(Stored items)

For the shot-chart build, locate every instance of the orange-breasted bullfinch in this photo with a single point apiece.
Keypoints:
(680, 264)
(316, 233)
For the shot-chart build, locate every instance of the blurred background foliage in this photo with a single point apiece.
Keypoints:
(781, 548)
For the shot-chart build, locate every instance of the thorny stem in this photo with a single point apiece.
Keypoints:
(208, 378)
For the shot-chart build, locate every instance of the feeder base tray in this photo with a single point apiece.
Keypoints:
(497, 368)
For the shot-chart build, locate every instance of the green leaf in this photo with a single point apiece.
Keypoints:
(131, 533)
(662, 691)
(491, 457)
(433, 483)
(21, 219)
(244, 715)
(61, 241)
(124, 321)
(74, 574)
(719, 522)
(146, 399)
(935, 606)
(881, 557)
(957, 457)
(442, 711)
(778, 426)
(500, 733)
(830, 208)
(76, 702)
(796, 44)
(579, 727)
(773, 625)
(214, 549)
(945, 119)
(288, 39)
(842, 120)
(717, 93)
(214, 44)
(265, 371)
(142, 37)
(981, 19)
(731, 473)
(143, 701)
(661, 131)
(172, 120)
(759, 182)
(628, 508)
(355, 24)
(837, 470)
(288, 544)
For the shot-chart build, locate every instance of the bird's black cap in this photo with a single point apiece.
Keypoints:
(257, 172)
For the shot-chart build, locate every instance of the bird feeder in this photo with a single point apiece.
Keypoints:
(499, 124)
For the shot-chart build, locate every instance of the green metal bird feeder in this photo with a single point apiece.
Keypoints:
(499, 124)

*WHAT NEEDS TO BE DONE:* Reproduce each of the items above verbatim, keeping every line unchanged and in its original order.

*EXERCISE OUTPUT:*
For the shot-chart build, locate every instance of the orange-breasted bullfinch in this photo with a single point apiece.
Keypoints:
(680, 264)
(316, 233)
For the shot-chart build, locate every instance of the blurred background foliage in this photo with a single point apiece.
Keypoints:
(781, 548)
For the shot-chart build, locate every instance of the thorny stem in this photo with a single point apiece.
Keypoints:
(208, 378)
For the shot-chart build, locate every instance of the feeder base tray in this photo with a single point apiece.
Keypoints:
(497, 368)
For the shot-chart build, locate every instance of the green leaf in this photo with a single point apiece.
Keypoints:
(131, 533)
(662, 691)
(491, 457)
(433, 483)
(21, 219)
(244, 715)
(61, 241)
(124, 321)
(74, 574)
(719, 522)
(146, 399)
(935, 606)
(881, 557)
(957, 457)
(442, 711)
(778, 426)
(500, 733)
(830, 208)
(76, 702)
(796, 44)
(579, 727)
(773, 625)
(214, 549)
(945, 119)
(288, 39)
(842, 120)
(717, 93)
(214, 44)
(265, 371)
(142, 37)
(981, 19)
(731, 473)
(143, 701)
(661, 131)
(172, 120)
(759, 182)
(628, 508)
(355, 24)
(837, 470)
(288, 544)
For the shot-chart build, locate every instance of the bird's black cap in this photo with a single point apiece.
Keypoints:
(257, 172)
For the shot-chart build, locate every instance of the bird feeder in this photo with a single point apiece.
Keypoints:
(499, 124)
For the shot-chart build, locate every instance of the green metal bird feeder in this photo with a single point apiece.
Keypoints:
(499, 124)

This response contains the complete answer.